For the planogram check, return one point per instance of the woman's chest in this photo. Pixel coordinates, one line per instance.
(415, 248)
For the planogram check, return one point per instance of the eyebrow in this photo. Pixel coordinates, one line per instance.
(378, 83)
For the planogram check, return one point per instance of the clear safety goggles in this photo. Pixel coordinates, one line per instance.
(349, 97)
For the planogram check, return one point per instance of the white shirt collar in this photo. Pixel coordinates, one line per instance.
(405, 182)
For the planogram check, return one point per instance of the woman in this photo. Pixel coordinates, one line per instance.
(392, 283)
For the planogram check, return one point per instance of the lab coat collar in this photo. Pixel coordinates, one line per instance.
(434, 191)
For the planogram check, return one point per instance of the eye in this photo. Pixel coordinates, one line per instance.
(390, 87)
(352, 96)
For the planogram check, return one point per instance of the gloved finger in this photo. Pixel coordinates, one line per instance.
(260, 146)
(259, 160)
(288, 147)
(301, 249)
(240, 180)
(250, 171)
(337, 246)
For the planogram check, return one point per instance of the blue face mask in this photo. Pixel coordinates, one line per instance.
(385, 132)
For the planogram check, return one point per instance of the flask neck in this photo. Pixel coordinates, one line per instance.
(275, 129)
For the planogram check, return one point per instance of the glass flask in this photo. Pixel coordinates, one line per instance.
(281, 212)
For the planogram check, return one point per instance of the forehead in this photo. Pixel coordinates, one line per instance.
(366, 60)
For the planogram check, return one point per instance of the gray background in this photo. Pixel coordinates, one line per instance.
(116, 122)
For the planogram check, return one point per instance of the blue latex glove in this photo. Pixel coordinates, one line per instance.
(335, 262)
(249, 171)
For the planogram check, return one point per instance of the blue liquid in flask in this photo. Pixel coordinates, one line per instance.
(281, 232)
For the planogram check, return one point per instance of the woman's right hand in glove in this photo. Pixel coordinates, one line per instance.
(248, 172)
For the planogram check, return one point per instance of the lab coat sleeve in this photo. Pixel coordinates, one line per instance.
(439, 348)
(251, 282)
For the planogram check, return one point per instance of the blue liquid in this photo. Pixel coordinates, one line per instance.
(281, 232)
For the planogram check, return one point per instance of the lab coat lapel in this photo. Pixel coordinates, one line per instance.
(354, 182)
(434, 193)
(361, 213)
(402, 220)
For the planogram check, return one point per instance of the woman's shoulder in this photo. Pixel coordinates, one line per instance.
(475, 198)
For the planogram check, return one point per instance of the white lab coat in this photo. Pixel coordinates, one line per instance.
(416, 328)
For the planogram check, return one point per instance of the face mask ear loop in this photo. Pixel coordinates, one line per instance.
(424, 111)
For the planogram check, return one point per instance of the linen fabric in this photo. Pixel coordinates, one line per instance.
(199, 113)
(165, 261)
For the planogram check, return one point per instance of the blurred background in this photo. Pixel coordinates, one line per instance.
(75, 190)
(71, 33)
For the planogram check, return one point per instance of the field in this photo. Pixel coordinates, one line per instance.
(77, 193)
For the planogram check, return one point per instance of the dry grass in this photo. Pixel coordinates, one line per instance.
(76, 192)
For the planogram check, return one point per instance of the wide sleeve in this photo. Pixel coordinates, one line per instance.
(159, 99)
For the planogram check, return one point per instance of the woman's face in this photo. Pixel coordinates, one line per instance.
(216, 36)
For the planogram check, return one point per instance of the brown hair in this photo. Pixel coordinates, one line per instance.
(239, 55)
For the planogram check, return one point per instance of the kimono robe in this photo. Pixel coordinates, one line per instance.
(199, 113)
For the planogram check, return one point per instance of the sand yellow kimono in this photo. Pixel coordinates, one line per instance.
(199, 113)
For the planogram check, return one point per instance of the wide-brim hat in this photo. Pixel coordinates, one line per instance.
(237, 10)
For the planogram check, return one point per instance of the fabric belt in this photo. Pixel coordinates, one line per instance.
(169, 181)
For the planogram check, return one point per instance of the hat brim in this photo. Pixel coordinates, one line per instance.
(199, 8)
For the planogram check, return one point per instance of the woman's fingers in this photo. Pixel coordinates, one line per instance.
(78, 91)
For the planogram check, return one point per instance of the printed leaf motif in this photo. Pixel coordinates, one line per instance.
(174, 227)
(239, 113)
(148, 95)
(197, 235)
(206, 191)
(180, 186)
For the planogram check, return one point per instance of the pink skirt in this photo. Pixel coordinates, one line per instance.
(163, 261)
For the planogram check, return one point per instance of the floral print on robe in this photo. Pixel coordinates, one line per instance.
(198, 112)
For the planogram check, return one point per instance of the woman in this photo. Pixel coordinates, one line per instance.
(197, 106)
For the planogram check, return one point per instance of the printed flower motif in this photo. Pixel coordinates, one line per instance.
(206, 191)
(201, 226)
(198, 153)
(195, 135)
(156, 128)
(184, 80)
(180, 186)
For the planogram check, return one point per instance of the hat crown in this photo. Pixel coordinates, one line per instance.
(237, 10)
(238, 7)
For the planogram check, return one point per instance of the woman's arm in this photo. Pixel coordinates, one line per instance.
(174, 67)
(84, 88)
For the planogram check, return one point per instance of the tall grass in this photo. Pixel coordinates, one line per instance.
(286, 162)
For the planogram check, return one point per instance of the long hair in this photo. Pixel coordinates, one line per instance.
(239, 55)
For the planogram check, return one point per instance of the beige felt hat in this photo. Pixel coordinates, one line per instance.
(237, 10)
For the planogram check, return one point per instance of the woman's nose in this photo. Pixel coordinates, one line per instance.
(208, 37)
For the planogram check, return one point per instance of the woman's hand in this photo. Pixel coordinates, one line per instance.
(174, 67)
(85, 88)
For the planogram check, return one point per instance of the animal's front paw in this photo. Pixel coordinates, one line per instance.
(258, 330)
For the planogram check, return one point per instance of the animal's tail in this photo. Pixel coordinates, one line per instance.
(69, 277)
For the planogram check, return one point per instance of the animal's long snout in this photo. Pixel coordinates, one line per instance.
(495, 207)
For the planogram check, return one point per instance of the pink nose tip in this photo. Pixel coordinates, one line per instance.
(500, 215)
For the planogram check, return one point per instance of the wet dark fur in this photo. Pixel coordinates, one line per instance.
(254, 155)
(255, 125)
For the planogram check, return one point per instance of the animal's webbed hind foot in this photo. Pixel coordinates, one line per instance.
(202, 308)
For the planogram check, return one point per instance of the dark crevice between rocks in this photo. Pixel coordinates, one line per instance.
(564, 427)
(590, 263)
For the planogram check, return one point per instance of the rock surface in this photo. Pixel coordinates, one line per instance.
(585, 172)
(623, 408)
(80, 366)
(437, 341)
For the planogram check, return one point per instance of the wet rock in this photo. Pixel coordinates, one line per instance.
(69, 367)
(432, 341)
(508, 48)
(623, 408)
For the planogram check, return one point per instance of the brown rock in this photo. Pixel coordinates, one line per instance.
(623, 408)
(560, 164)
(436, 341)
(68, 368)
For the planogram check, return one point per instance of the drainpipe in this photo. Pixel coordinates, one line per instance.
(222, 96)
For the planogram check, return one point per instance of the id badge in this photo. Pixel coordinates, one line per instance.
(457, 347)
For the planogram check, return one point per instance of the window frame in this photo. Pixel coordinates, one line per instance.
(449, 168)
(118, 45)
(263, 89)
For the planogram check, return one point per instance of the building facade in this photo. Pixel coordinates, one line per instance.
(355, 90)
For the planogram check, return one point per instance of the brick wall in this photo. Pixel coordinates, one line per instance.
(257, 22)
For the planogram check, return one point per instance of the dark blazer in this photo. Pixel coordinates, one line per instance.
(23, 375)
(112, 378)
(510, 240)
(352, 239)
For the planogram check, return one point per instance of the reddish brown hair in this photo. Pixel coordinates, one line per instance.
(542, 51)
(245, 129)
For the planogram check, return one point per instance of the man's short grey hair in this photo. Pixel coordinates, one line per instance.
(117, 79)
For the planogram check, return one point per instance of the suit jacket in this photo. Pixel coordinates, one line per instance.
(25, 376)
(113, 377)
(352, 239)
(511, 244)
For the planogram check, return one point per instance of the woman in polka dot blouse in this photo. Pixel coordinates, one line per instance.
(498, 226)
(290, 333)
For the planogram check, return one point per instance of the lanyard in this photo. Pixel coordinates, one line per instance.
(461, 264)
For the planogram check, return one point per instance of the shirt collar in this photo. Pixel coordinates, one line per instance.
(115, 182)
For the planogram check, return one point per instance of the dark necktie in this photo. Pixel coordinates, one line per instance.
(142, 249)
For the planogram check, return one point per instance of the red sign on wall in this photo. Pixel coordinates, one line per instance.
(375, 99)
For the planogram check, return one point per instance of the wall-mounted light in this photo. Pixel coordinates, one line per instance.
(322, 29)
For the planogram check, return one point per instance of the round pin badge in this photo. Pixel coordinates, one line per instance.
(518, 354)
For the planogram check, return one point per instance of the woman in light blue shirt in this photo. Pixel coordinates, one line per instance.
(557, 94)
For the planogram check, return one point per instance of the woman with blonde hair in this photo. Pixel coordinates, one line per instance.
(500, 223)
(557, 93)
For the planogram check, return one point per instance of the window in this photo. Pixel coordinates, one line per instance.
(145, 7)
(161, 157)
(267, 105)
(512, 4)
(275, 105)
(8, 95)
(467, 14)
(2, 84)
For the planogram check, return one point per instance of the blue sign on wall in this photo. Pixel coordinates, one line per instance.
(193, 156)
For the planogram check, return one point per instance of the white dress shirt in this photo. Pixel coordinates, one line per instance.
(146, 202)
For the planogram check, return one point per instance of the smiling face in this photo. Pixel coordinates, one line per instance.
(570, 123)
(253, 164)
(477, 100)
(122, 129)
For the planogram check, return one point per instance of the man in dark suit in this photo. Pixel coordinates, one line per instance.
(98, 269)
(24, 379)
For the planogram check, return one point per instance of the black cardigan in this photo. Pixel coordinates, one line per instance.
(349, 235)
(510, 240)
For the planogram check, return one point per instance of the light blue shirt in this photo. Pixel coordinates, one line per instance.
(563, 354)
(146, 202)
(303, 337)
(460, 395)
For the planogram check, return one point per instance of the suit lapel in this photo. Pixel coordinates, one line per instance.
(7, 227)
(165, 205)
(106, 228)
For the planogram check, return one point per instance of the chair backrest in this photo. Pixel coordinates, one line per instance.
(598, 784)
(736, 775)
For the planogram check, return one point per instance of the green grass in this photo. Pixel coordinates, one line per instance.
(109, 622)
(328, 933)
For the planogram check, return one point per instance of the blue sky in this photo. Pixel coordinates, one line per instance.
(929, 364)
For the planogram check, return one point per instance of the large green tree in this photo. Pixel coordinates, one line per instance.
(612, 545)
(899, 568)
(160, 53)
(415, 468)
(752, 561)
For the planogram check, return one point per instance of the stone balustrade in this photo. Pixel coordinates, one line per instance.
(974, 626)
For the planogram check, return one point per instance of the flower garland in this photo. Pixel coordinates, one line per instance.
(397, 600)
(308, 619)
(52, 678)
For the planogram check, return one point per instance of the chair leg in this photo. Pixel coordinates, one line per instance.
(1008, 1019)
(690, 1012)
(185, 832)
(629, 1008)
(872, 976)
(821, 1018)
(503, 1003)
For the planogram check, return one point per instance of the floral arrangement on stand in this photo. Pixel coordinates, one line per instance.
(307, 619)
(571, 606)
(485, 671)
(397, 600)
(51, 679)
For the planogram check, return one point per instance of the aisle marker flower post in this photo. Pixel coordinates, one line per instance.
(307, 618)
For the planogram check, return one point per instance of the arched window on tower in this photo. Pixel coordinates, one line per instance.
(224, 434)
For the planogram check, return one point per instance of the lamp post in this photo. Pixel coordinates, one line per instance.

....

Task prompt ▸ Reproduce exactly the line bearing "of the flower" and all the lines that come after it in the records above; add nothing.

Task solution ▸
For the planogram check, return one point per instance of the flower garland in this photo. Pixel coordinates, one line per instance.
(397, 600)
(308, 619)
(52, 678)
For the planogram check, return one point per instance of the chair leg in this photo. Pixel coordinates, one line per instance.
(1008, 1019)
(690, 1012)
(185, 832)
(629, 1008)
(872, 976)
(821, 1018)
(503, 1003)
For the planogram check, return one point per instance of the floral arrangement on stand in this photo. Pixel coordinates, one line per instance.
(307, 619)
(571, 606)
(485, 671)
(397, 600)
(51, 679)
For the planogram check, return one point per instance of the aisle marker flower post in this photo. Pixel coordinates, one line per instance.
(307, 618)
For the planogram check, return one point per instance of the arched window on tower in this photo. Pixel coordinates, one line per instance.
(224, 434)
For the planogram check, return one point per instance of the lamp post in this photo. Pixel coordinates, one line per instance.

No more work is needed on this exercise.